» AIM OF THE TASK: Scan the records for the string "kind", then copy each line that has it.

» MATERIAL SHOWN:
========

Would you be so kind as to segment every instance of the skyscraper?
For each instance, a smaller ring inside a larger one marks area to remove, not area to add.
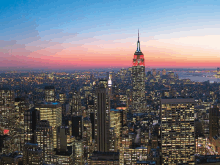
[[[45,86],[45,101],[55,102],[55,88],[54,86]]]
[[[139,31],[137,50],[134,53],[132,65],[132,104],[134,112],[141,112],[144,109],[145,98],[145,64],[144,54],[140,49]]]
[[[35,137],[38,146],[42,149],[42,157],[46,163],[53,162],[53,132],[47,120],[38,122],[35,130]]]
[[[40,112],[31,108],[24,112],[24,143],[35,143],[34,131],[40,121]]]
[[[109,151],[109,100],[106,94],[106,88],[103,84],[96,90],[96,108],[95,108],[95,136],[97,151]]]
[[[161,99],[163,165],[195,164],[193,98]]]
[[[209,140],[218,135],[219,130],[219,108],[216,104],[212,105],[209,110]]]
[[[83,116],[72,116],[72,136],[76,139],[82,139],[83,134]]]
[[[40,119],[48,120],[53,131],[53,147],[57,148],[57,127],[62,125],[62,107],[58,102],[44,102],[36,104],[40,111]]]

========

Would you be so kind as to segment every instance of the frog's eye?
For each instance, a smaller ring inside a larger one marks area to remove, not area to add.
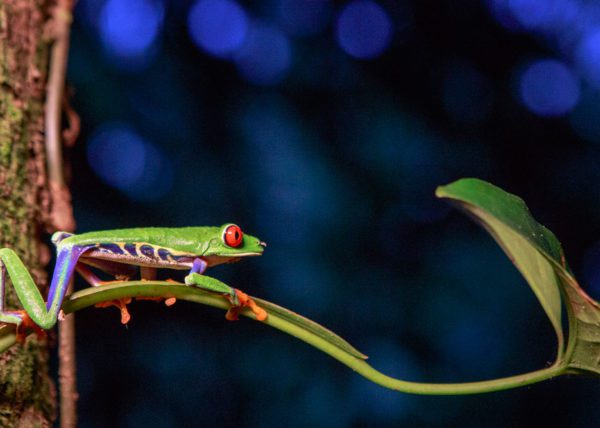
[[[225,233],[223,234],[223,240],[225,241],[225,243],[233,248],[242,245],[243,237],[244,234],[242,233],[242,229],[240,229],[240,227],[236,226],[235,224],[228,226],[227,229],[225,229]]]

========

» RESULT OF THE EXERCISE:
Would you be so kind as to segment every instance of the skyscraper?
Would you be so kind as to segment every instance of the frog's eye?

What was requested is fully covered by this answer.